- **PROBLEM DETAILS**: Write out the whole listing exactly as it stands.

- **SUPPLIED MATERIAL**:
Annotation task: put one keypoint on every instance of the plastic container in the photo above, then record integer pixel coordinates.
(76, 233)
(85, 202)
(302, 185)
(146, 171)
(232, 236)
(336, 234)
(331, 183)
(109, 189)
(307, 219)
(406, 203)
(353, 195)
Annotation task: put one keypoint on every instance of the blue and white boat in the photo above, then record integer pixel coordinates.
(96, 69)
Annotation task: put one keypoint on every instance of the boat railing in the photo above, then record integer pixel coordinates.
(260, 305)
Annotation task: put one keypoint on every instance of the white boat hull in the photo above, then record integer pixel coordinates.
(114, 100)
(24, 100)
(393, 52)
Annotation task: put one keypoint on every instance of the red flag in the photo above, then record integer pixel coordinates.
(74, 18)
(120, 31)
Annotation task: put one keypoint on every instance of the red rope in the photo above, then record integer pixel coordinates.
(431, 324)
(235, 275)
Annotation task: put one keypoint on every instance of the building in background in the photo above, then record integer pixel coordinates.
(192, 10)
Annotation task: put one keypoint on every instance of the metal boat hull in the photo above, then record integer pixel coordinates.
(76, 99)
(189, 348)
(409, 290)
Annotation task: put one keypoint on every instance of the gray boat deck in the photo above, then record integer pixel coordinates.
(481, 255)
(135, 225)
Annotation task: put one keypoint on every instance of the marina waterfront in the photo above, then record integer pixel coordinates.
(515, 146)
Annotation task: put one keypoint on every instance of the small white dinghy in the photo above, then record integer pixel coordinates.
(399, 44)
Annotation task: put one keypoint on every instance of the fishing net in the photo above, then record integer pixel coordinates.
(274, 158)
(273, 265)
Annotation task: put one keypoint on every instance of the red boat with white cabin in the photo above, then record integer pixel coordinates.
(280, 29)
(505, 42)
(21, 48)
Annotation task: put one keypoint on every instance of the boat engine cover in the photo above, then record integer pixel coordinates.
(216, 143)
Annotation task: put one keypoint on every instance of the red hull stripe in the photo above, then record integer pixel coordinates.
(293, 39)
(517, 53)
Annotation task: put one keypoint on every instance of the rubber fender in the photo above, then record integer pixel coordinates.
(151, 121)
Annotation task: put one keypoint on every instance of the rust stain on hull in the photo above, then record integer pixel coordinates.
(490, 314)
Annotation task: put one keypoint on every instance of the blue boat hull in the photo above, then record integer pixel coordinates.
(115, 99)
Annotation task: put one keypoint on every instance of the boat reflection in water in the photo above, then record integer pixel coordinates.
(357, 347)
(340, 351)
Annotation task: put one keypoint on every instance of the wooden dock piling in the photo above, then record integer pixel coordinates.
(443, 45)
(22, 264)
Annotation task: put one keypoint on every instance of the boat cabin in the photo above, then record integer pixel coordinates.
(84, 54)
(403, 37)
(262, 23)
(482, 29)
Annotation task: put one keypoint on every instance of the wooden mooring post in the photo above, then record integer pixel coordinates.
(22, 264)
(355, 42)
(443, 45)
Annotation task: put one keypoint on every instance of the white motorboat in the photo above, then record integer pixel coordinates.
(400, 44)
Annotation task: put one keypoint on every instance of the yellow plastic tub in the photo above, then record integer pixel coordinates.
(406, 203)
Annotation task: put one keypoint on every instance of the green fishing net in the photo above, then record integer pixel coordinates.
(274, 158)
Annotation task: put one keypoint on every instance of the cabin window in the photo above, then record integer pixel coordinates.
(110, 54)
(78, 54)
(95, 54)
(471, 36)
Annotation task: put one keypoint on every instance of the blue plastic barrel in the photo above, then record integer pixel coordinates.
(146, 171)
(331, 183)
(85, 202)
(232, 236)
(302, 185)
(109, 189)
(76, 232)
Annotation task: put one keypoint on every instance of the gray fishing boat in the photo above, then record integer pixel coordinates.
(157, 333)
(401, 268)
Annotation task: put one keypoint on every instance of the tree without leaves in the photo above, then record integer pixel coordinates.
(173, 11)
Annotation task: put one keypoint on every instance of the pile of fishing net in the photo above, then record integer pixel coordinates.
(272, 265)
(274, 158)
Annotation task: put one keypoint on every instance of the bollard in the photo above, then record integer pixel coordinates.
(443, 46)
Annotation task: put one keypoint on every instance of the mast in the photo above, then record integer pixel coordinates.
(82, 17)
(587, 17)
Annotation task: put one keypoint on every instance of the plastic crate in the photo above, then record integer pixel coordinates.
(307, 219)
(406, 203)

- **ANSWER TO THIS PROBLEM**:
Annotation task: put one keypoint on every instance of the plastic container in the photo above, then record integer pixel coordinates.
(76, 233)
(85, 202)
(302, 185)
(146, 171)
(232, 236)
(336, 234)
(331, 183)
(109, 189)
(307, 219)
(406, 203)
(353, 195)
Annotation task: put one keypoint on every instance of the blue and white boat in the photo above, then record integer pixel coordinates.
(96, 69)
Annotation task: put one keypoint on every instance of the boat railing in the photo above, then record integer pixel coordinates.
(260, 305)
Annotation task: put one keypoint on every instance of the white boat hull in the photo above, then record integer pixel coordinates.
(114, 100)
(24, 100)
(393, 52)
Annotation task: put one keypoint on every instance of the red flag in the photo above, then record integer pixel coordinates.
(74, 18)
(120, 31)
Annotation task: put one keypoint on every instance of the red rope in the photo above, then record integer pixel coordinates.
(431, 324)
(235, 275)
Annotation task: put one keypoint on every instance of the building in background in the photo above, then record integer pixel coordinates.
(192, 10)
Annotation task: put one keypoint on every instance of the metal boat hull in the photo above, then record integer pixel coordinates.
(76, 99)
(189, 348)
(409, 290)
Annotation task: put one keypoint on every instance of the gray boat deck in the photo above, then record integer pixel coordinates.
(481, 255)
(135, 225)
Annotation task: put one keypoint on every instance of the marina waterfront in the photo above, then record integer pixel coordinates.
(515, 146)
Annotation task: put one keypoint on every instance of the small white dinghy in the photo above, then record integer pixel coordinates.
(399, 44)
Annotation task: put one keypoint on every instance of the fishing net in the photo above, then record integer pixel coordinates.
(274, 158)
(273, 265)
Annotation task: put one keypoint on every instance of the red boat with white cabin in the photo above, then record integer pixel coordinates.
(280, 29)
(505, 42)
(21, 48)
Annotation task: put one keypoint on every instance of the boat engine cover in the photo above, then record integer pixel coordinates.
(216, 143)
Annotation task: put one keypoint on every instance of the red hull stripe in the photo above, then record integer pixel coordinates.
(293, 39)
(517, 53)
Annotation task: put one keypoint on every instance of the rubber fender in the photo above, then record integer pixel coordinates.
(151, 121)
Annotation task: put one keypoint on every instance of the rust stain on hull in the photo above, then record integer pixel coordinates.
(490, 314)
Annotation task: put one keypoint on every instance of the blue boat hull in the photo above, then record integer pixel coordinates.
(115, 99)
Annotation task: put one keypoint on every instance of the boat reflection in water in the photo above, then record integer pixel coordinates.
(357, 347)
(340, 351)
Annotation task: put one keypoint on every instance of the wooden dock piling in the photo above, then record integer pixel coordinates.
(443, 45)
(22, 264)
Annotation task: put one keypoint on every instance of the boat cabin in the photo above, then record integer pixel coordinates.
(84, 54)
(403, 37)
(262, 23)
(482, 29)
Annotation task: put one keypoint on every instance of the wooden mooring post in the photo above, then record integer pixel coordinates.
(22, 264)
(355, 42)
(443, 45)
Annotation task: put one keypoint on every instance of the white motorboat in the photo above, then record integer pixel coordinates.
(400, 44)
Annotation task: put one keypoint on every instance of the yellow plastic tub in the photo above, then record integer pixel coordinates.
(406, 203)
Annotation task: put one keypoint on every instance of the green fishing net in the photo above, then record integer pixel coordinates.
(274, 158)
Annotation task: put one keypoint on every instance of the cabin window in the photo above, then record integer pixel coordinates.
(110, 54)
(78, 54)
(95, 54)
(471, 36)
Annotation task: put one keypoint on every instance of the blue plastic barrel in the photo above, then record integer pixel coordinates.
(146, 171)
(331, 183)
(85, 202)
(232, 236)
(302, 185)
(109, 189)
(76, 232)
Annotation task: put one keypoint on every instance of the gray fishing boat in the photo above, then record integer pixel coordinates.
(157, 333)
(401, 268)
Annotation task: put one keypoint on every instance of the tree without leaves in the photo above, then record integer pixel coordinates.
(173, 11)
Annotation task: put one keypoint on every instance of the pile of fishing net in the photo above, then record integer pixel coordinates.
(272, 265)
(274, 158)
Annotation task: put one keypoint on every instance of the bollard in the photo above, then record integer pixel coordinates.
(443, 46)
Annotation task: put one keypoint on every instance of the mast in the photo above, then record integer pixel coordinates.
(82, 17)
(587, 17)
Annotation task: put one keypoint on every instance of the plastic crate in the photo above, then record integer pixel coordinates.
(307, 219)
(406, 203)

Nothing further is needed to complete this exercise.